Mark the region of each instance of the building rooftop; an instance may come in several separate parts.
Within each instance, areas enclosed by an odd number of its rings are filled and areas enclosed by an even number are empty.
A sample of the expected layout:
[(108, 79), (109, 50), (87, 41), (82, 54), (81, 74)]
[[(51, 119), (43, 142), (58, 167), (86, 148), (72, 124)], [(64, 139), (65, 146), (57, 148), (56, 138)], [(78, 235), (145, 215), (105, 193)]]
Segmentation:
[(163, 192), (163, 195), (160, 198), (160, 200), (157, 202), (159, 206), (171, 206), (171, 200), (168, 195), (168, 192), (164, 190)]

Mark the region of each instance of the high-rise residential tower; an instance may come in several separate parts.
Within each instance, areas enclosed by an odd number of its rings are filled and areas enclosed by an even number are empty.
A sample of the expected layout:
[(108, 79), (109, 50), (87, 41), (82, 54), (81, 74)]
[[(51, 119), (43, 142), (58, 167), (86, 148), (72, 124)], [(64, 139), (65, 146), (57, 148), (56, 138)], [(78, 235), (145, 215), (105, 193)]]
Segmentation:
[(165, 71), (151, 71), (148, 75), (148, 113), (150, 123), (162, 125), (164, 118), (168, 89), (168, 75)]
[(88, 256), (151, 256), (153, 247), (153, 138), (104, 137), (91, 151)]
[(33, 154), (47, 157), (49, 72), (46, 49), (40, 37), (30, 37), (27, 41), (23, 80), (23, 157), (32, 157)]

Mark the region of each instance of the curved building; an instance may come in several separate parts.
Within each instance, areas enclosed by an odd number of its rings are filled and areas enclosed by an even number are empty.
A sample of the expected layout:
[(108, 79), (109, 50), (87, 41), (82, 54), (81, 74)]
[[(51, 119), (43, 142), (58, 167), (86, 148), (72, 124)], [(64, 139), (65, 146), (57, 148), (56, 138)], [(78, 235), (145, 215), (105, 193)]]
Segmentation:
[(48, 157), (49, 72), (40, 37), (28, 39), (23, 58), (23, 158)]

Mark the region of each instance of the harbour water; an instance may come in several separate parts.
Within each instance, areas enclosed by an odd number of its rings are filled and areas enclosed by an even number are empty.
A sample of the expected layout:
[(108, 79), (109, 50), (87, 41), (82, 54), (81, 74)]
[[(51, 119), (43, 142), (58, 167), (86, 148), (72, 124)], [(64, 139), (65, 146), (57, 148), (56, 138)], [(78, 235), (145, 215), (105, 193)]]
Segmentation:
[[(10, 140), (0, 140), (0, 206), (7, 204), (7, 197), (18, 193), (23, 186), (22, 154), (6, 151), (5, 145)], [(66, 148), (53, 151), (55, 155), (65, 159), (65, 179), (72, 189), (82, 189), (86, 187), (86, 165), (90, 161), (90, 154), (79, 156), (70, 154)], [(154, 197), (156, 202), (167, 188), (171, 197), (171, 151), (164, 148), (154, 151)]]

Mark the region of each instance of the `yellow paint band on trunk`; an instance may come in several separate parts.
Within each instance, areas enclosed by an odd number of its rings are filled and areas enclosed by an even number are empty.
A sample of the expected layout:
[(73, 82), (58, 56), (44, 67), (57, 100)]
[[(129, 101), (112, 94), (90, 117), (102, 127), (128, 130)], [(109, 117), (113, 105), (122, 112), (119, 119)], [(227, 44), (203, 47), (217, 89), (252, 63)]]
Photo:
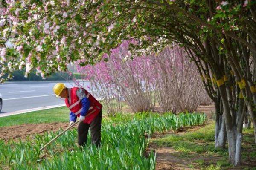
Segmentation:
[(250, 86), (250, 89), (251, 90), (251, 92), (252, 92), (253, 93), (255, 93), (256, 92), (256, 88), (255, 88), (255, 86)]
[(245, 87), (245, 86), (246, 86), (246, 84), (245, 83), (245, 81), (244, 79), (242, 79), (241, 80), (241, 81), (238, 82), (237, 84), (239, 86), (239, 87), (241, 89), (243, 89)]
[(217, 85), (218, 87), (220, 87), (221, 86), (224, 84), (224, 80), (223, 80), (223, 78), (222, 78), (220, 79), (217, 80)]
[(244, 96), (243, 95), (243, 94), (241, 92), (239, 93), (239, 98), (244, 98)]
[(226, 75), (223, 76), (223, 78), (224, 79), (224, 81), (226, 82), (227, 81), (227, 76)]

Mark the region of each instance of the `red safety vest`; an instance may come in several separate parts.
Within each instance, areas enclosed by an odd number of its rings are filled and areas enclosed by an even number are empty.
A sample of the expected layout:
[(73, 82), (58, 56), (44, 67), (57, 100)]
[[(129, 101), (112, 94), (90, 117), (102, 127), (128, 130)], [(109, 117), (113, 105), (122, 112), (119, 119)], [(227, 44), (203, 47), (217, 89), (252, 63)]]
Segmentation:
[[(82, 102), (76, 95), (76, 90), (78, 87), (73, 87), (70, 89), (70, 103), (68, 102), (68, 99), (66, 98), (65, 102), (67, 107), (72, 112), (74, 113), (78, 117), (80, 117), (80, 113), (82, 111)], [(88, 112), (85, 115), (85, 119), (84, 121), (85, 123), (90, 124), (95, 118), (102, 108), (102, 105), (93, 96), (90, 94), (87, 90), (83, 89), (86, 97), (90, 101), (90, 107)]]

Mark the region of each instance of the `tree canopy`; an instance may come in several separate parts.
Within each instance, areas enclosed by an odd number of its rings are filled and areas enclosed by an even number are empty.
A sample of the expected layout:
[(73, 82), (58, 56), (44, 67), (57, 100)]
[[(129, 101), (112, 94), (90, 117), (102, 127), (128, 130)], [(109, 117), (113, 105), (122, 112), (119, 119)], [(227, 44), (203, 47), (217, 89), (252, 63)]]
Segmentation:
[(174, 41), (184, 46), (223, 108), (230, 161), (241, 163), (244, 107), (256, 130), (256, 1), (6, 0), (1, 6), (0, 76), (26, 68), (44, 77), (78, 60), (93, 64), (124, 40), (136, 40), (130, 57)]

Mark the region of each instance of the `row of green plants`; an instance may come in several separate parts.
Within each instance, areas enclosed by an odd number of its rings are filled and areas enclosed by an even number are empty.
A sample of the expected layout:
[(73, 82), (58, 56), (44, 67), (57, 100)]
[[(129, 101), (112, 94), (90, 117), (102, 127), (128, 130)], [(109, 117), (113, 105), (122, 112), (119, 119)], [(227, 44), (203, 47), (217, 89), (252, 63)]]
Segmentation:
[[(202, 113), (142, 113), (122, 118), (118, 115), (103, 120), (99, 148), (90, 144), (90, 134), (85, 147), (78, 147), (76, 129), (66, 132), (41, 153), (40, 148), (61, 130), (36, 135), (33, 140), (28, 137), (24, 142), (0, 141), (0, 169), (154, 170), (155, 153), (151, 150), (145, 156), (152, 133), (202, 124), (206, 116)], [(42, 155), (44, 158), (37, 161)]]

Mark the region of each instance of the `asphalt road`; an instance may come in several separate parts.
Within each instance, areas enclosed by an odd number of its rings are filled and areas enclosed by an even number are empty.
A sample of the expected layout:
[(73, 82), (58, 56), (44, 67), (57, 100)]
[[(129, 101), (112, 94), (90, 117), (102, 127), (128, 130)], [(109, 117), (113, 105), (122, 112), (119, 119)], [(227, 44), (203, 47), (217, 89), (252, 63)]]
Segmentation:
[[(59, 82), (64, 83), (67, 87), (74, 86), (72, 81), (12, 82), (0, 84), (0, 93), (3, 100), (0, 115), (22, 110), (64, 104), (64, 101), (56, 98), (52, 91), (54, 85)], [(88, 82), (84, 83), (84, 87), (89, 85)]]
==============================
[Given instruction] Please reproduce the listing above word for word, leaving out the pictures.

[Answer in full]
Mark the region of each instance of the building rooftop; an instance may come in several separate parts.
Within each instance, areas enclosed by an odd number of its rings are filled and areas enclosed by an even number are empty.
A sample of the expected layout:
[(108, 79), (109, 50), (87, 41), (82, 54), (81, 74)]
[[(51, 119), (43, 142), (58, 167), (86, 148), (72, 124)], [(64, 139), (65, 146), (57, 148), (56, 138)], [(78, 235), (145, 215), (105, 193)]]
Segmentation:
[(163, 192), (163, 195), (160, 198), (160, 200), (157, 202), (159, 206), (171, 206), (171, 200), (168, 195), (168, 192), (164, 190)]

Mark the region of each instance of the high-rise residential tower; an instance may come in several separate parts.
Within each instance, areas enclosed by an odd number of its rings are filled and areas enclosed by an even number are empty.
A sample of the expected layout:
[(108, 79), (109, 50), (87, 41), (82, 54), (81, 74)]
[[(51, 119), (43, 142), (58, 167), (86, 148), (72, 124)], [(64, 139), (65, 146), (57, 148), (56, 138)], [(78, 235), (145, 215), (105, 193)]]
Segmentation:
[(165, 71), (151, 71), (148, 75), (148, 113), (150, 123), (162, 125), (164, 118), (168, 89), (168, 75)]
[(88, 256), (151, 256), (153, 247), (153, 138), (104, 137), (91, 151)]
[(33, 154), (47, 157), (49, 72), (46, 49), (40, 37), (30, 37), (27, 41), (23, 80), (23, 157), (32, 157)]

Mark the region of each instance of the curved building; an instance may come in several separate parts.
Within each instance, areas enclosed by an odd number of its rings are filled and areas enclosed by an even number are empty.
A sample of the expected layout:
[(108, 79), (109, 50), (87, 41), (82, 54), (81, 74)]
[[(51, 119), (43, 142), (58, 167), (86, 148), (72, 124)], [(64, 139), (65, 146), (57, 148), (56, 138)], [(78, 235), (145, 215), (105, 193)]]
Segmentation:
[(48, 157), (49, 72), (40, 37), (28, 39), (23, 58), (23, 158)]

Mark the region of each instance of the harbour water; an instance may come in several separate parts.
Within each instance, areas enclosed by an odd number of its rings are filled and areas enclosed by an even number are empty.
A sample of the expected layout:
[(108, 79), (109, 50), (87, 41), (82, 54), (81, 74)]
[[(51, 119), (43, 142), (58, 167), (86, 148), (72, 124)], [(64, 139), (65, 146), (57, 148), (56, 138)], [(78, 235), (145, 215), (105, 193)]]
Segmentation:
[[(10, 140), (0, 140), (0, 206), (7, 204), (7, 197), (18, 193), (23, 186), (22, 154), (6, 151), (5, 145)], [(66, 148), (53, 151), (55, 155), (65, 159), (65, 179), (72, 189), (82, 189), (86, 187), (86, 165), (90, 161), (90, 154), (79, 156), (70, 154)], [(154, 197), (156, 202), (167, 188), (171, 197), (171, 151), (164, 148), (154, 151)]]

Mark the region of each instance of the `yellow paint band on trunk`; an instance may come in several separate parts.
Within each instance, areas enclosed by an odd number of its rings are filled and areas enclosed by an even number are empty.
A sample of the expected layout:
[(73, 82), (58, 56), (44, 67), (57, 100)]
[[(129, 101), (112, 94), (90, 117), (102, 127), (128, 130)], [(109, 117), (113, 105), (122, 112), (119, 119)], [(227, 44), (203, 47), (217, 89), (252, 63)]]
Photo:
Segmentation:
[(250, 86), (250, 89), (251, 90), (251, 92), (252, 92), (253, 93), (255, 93), (256, 92), (256, 88), (255, 88), (255, 86)]
[(245, 87), (245, 86), (246, 86), (246, 84), (245, 83), (245, 81), (244, 79), (242, 79), (241, 80), (241, 81), (238, 82), (237, 84), (239, 86), (239, 87), (241, 89), (243, 89)]
[(217, 85), (218, 87), (220, 87), (221, 86), (224, 84), (224, 80), (223, 80), (223, 78), (222, 78), (220, 79), (217, 80)]
[(244, 96), (243, 95), (243, 94), (241, 92), (239, 93), (239, 98), (244, 98)]
[(226, 75), (223, 76), (223, 78), (224, 79), (224, 81), (226, 82), (227, 81), (227, 76)]

Mark the region of each instance of the `red safety vest`; an instance may come in several separate parts.
Within each instance, areas enclosed by an odd number of its rings are filled and areas enclosed by an even number are empty.
A sample of the expected layout:
[(73, 82), (58, 56), (44, 67), (57, 100)]
[[(129, 101), (112, 94), (90, 117), (102, 127), (128, 130)], [(109, 117), (113, 105), (122, 112), (119, 119)], [(227, 44), (203, 47), (217, 89), (252, 63)]]
Segmentation:
[[(82, 102), (76, 95), (76, 90), (78, 87), (73, 87), (70, 89), (70, 103), (68, 102), (68, 99), (66, 98), (65, 102), (67, 107), (72, 112), (74, 113), (78, 117), (80, 117), (80, 113), (82, 111)], [(88, 112), (85, 115), (85, 119), (84, 121), (85, 123), (90, 124), (95, 118), (102, 108), (102, 105), (93, 96), (90, 94), (87, 90), (83, 89), (86, 97), (90, 101), (90, 107)]]

Mark the region of each instance of the `tree canopy`; an instance may come in several separate parts.
Within each instance, areas enclosed by an odd number of its rings are filled and areas enclosed by an even number are empty.
A sample of the expected layout:
[(73, 82), (58, 56), (44, 67), (57, 100)]
[[(129, 101), (112, 94), (90, 117), (102, 127), (128, 130)], [(109, 117), (113, 105), (122, 112), (119, 119)], [(227, 44), (203, 47), (217, 89), (252, 63)]]
Segmentation:
[(174, 41), (184, 46), (223, 108), (230, 161), (241, 163), (244, 107), (256, 130), (256, 1), (6, 0), (1, 6), (0, 76), (26, 68), (44, 77), (78, 60), (93, 64), (124, 40), (136, 40), (130, 57)]

Mark the region of each instance of the `row of green plants`; an instance may come in several separate parts.
Within each instance, areas enclosed by an odd number of its rings are filled and areas enclosed by an even number are empty.
A sample of the expected layout:
[(73, 82), (58, 56), (44, 67), (57, 100)]
[[(129, 101), (112, 94), (90, 117), (102, 127), (128, 130)], [(109, 117), (113, 105), (122, 112), (119, 119)], [(227, 44), (203, 47), (217, 89), (252, 63)]]
Segmentation:
[[(202, 113), (142, 113), (122, 118), (118, 115), (103, 120), (99, 148), (90, 144), (90, 134), (85, 147), (78, 147), (76, 129), (66, 132), (41, 153), (40, 148), (61, 130), (36, 135), (33, 140), (28, 137), (24, 142), (0, 141), (0, 169), (154, 170), (155, 153), (151, 150), (145, 156), (152, 133), (202, 124), (206, 116)], [(42, 155), (44, 158), (37, 161)]]

Mark the region of each instance of the `asphalt road`; an instance may come in several separate parts.
Within each instance, areas enclosed by an odd number of its rings are filled and areas enclosed by an even number are empty.
A sample of the expected layout:
[(73, 82), (58, 56), (44, 67), (57, 100)]
[[(129, 101), (112, 94), (90, 117), (102, 127), (128, 130)], [(109, 117), (113, 105), (122, 112), (119, 119)], [(227, 44), (203, 47), (217, 89), (252, 63)]]
Segmentation:
[[(59, 82), (64, 83), (67, 87), (74, 86), (72, 81), (12, 82), (0, 84), (0, 93), (3, 100), (0, 115), (22, 110), (64, 104), (64, 101), (56, 98), (52, 91), (54, 85)], [(88, 82), (84, 83), (84, 87), (89, 85)]]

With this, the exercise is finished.